● **Consigne de la tâche**: Reproduisez mot pour mot, s'il vous plaît, tous les enregistrements ci-dessous, sans y inclure les images.

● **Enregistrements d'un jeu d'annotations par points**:
- - -
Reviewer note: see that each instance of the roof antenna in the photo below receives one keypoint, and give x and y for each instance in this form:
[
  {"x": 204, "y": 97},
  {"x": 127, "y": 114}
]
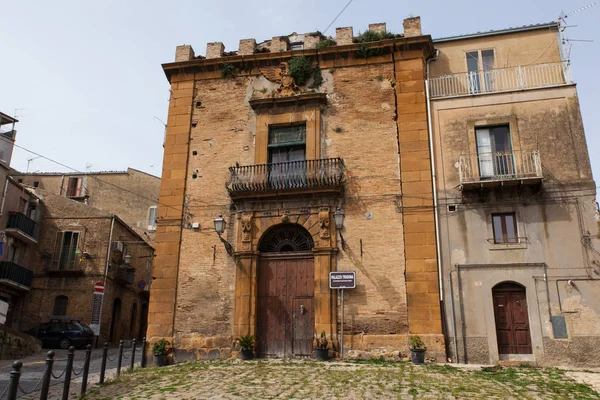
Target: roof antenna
[{"x": 566, "y": 44}]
- - -
● **Réponse ci-dessous**:
Reviewer note: see that each instance of the roof antenna in the photo below receives one keypoint, and give x and y for each instance in this form:
[
  {"x": 204, "y": 97},
  {"x": 127, "y": 114}
]
Target: roof antenna
[{"x": 566, "y": 44}]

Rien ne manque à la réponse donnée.